::: RECORDS SUPPLIED :::
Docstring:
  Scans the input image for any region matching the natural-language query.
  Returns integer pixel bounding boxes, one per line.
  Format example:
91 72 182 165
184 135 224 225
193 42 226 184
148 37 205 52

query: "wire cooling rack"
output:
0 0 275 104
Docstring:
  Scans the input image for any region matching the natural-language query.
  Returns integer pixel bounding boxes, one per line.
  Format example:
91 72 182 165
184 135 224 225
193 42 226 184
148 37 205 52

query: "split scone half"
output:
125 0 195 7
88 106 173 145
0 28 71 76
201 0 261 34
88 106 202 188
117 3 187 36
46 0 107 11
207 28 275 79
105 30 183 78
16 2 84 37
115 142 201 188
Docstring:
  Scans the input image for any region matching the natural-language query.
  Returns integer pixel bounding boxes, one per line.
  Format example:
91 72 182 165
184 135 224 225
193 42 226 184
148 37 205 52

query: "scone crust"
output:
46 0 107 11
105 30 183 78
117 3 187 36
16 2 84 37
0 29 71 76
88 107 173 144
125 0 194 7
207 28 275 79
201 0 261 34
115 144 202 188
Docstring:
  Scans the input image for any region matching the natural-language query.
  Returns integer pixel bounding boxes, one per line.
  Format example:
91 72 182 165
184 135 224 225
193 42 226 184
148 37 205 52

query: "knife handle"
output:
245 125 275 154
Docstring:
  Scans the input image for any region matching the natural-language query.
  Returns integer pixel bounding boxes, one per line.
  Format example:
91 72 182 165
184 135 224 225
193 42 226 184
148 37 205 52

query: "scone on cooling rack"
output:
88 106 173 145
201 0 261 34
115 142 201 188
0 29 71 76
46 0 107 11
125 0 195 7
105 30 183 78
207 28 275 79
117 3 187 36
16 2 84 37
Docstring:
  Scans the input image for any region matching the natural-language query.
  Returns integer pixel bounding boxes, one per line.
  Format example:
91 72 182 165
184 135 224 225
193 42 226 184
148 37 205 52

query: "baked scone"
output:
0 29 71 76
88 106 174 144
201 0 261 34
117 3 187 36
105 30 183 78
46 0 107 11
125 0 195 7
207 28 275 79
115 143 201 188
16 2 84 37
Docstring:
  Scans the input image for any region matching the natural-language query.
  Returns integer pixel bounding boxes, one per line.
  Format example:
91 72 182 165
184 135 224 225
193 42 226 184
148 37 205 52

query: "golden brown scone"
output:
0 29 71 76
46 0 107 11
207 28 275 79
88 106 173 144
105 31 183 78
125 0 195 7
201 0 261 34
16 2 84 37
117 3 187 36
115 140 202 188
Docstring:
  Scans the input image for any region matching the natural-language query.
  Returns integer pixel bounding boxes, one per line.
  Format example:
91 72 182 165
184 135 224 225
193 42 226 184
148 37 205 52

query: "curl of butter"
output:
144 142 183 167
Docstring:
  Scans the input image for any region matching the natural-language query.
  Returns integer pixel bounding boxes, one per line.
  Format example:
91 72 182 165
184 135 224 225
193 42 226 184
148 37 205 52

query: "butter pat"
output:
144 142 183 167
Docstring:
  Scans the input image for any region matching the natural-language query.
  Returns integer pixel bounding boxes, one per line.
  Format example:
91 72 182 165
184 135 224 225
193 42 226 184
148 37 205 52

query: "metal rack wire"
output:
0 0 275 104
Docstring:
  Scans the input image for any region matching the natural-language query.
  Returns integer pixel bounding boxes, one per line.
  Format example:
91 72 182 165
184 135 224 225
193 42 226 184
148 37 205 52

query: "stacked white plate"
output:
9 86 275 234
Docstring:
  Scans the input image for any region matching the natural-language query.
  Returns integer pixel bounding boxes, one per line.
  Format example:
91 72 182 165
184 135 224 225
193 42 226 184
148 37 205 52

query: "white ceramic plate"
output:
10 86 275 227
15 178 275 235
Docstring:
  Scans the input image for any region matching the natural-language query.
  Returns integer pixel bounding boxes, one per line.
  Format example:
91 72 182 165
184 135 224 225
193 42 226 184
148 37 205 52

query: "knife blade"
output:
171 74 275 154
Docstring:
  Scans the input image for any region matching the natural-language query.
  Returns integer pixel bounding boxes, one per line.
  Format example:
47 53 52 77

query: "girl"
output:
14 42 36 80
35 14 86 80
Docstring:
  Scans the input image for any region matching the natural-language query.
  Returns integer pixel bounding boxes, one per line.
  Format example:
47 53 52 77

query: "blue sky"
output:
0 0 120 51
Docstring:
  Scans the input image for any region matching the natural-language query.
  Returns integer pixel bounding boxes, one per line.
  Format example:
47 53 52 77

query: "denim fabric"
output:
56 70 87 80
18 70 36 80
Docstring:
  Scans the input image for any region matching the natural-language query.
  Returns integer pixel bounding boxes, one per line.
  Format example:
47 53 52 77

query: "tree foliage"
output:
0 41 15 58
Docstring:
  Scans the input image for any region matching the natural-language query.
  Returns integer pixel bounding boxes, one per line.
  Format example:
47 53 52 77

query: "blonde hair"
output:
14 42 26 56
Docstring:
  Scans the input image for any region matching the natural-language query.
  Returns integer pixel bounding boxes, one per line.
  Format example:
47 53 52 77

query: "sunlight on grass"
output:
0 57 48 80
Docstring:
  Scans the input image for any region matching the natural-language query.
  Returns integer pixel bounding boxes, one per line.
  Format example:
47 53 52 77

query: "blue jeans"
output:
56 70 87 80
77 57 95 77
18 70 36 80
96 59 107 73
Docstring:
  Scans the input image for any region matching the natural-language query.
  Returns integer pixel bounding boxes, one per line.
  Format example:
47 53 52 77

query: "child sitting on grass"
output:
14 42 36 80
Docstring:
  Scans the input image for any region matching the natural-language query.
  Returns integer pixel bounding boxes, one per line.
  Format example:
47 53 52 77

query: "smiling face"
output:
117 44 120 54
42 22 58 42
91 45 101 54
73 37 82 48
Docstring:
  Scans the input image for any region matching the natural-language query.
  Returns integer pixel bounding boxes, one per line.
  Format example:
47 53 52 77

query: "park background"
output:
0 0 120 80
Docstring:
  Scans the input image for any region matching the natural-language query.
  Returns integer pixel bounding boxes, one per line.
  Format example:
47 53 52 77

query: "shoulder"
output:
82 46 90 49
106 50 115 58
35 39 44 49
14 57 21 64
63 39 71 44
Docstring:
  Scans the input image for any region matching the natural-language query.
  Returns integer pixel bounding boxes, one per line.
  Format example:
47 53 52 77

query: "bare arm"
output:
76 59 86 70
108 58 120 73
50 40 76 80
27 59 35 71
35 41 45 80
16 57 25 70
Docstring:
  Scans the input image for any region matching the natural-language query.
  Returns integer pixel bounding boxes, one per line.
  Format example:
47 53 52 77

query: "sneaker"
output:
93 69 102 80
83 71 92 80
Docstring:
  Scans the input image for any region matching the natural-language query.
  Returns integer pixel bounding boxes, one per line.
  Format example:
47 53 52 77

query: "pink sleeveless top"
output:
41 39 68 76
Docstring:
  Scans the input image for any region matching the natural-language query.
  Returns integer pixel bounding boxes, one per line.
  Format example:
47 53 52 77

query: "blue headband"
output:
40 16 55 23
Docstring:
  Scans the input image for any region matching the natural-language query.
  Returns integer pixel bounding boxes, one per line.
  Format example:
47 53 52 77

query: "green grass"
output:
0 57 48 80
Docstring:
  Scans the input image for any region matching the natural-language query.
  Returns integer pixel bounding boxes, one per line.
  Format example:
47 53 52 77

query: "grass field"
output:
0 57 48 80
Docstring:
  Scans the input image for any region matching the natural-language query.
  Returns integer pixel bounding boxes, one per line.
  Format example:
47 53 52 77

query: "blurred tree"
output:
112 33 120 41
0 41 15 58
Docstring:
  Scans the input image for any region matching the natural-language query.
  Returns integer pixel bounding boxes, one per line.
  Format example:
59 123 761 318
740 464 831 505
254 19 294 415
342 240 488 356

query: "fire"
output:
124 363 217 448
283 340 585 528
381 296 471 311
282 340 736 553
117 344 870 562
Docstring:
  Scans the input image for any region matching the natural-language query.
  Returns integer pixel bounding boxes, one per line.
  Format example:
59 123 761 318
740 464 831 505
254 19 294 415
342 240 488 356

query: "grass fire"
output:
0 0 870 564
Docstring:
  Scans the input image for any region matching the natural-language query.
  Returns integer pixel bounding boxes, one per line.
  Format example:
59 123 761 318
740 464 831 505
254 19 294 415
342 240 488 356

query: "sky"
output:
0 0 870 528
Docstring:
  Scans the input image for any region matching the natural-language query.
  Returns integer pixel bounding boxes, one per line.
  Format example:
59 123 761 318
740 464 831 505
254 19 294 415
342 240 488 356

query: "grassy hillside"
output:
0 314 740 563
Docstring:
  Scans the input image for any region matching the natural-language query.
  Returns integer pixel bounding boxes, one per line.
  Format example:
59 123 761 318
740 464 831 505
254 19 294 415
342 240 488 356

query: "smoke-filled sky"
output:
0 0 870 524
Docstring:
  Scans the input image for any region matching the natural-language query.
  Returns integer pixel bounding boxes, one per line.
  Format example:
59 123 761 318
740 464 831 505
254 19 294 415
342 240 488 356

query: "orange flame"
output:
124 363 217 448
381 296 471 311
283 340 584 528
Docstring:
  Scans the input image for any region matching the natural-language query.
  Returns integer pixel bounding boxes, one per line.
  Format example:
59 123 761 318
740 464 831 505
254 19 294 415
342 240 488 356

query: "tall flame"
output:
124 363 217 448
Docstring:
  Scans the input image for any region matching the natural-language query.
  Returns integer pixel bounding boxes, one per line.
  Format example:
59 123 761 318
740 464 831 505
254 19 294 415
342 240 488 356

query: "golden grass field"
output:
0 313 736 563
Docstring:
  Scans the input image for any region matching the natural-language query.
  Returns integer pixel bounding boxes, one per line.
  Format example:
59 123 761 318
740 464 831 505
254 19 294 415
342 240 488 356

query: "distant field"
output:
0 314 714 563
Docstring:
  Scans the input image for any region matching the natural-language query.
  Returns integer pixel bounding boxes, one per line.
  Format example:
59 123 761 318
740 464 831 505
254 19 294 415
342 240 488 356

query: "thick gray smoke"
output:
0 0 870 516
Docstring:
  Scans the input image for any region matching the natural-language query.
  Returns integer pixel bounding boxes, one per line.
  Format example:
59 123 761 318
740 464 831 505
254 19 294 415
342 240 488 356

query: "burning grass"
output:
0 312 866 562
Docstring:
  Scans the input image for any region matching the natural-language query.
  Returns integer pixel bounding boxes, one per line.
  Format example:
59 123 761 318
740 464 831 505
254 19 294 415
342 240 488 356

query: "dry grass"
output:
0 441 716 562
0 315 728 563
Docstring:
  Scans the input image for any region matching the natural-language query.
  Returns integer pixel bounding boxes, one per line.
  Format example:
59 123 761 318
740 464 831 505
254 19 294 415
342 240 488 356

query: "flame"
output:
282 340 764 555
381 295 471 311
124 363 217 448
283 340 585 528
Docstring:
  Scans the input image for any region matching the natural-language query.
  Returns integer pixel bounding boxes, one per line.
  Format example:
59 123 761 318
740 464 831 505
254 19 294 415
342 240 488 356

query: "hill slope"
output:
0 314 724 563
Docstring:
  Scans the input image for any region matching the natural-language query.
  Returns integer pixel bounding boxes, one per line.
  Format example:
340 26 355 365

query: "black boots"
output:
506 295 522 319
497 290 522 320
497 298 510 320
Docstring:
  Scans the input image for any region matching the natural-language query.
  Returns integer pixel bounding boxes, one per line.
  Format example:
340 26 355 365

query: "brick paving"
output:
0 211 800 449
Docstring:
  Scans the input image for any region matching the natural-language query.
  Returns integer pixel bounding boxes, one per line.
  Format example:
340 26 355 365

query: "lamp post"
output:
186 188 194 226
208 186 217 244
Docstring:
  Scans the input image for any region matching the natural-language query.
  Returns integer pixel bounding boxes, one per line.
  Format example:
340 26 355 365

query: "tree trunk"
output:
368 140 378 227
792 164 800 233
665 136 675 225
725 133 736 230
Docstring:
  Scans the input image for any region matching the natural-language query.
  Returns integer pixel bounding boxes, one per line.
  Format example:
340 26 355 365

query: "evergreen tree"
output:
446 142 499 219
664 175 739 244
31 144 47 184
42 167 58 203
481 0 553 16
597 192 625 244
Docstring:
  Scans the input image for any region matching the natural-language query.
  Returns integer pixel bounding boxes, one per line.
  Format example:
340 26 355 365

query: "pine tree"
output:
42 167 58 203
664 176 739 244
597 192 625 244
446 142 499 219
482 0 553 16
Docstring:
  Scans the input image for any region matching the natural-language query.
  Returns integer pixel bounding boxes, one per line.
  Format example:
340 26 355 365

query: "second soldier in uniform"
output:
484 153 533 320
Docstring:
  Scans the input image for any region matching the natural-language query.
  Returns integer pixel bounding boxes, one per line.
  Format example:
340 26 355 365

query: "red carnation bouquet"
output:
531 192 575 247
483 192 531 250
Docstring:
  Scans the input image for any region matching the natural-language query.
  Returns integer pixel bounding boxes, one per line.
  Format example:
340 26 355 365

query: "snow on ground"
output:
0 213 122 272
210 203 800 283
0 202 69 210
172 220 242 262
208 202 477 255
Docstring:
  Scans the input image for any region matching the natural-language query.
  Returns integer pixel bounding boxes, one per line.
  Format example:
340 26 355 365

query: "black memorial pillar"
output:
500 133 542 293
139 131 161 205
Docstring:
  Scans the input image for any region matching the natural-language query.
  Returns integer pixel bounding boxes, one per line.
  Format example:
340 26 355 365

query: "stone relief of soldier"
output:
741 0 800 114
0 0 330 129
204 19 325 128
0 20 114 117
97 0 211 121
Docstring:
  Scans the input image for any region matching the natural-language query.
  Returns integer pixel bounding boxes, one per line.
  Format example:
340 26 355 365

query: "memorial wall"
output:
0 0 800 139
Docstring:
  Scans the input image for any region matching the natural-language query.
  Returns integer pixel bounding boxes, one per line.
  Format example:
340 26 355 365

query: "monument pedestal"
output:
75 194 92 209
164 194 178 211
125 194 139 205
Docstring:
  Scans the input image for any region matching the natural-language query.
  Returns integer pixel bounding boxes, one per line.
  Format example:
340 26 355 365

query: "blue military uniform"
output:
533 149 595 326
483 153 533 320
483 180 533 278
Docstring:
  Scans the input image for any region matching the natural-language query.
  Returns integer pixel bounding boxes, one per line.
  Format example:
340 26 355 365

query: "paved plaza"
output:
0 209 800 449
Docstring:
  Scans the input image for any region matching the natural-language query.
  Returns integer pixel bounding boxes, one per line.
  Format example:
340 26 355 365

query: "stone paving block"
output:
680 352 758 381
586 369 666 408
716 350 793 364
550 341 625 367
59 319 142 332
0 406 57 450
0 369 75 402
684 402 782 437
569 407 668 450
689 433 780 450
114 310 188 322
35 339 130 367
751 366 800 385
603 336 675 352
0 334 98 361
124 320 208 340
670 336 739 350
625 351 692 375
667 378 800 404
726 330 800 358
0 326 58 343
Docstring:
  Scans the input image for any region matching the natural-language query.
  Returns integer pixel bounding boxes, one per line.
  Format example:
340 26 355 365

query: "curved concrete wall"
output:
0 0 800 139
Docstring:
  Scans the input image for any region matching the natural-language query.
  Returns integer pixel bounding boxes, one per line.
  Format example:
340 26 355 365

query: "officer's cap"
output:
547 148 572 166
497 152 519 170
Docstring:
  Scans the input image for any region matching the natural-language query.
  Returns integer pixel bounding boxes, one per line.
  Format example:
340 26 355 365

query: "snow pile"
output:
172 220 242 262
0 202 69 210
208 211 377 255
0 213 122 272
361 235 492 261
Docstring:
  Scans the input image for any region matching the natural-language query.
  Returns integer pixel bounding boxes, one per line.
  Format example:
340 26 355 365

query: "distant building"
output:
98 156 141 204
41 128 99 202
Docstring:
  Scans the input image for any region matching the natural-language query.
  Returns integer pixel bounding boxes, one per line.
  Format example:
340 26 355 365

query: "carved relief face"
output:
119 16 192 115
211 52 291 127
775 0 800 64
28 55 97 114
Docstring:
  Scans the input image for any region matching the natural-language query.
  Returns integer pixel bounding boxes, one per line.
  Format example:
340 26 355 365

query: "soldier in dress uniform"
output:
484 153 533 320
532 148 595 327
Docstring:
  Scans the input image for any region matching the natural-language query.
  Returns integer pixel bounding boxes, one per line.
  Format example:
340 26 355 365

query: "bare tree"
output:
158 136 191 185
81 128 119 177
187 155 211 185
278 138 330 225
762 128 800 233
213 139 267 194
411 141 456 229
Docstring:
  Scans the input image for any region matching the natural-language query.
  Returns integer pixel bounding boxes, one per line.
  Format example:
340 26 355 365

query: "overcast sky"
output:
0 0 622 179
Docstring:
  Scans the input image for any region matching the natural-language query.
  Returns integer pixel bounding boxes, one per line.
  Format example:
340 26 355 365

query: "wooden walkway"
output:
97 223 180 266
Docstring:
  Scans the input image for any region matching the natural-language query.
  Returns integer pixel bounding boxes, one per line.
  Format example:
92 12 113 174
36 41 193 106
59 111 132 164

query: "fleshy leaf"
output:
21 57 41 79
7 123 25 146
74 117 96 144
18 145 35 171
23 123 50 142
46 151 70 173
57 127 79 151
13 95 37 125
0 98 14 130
:::
How many lines in the entries above contain the word "memorial"? Reply with the number alone.

2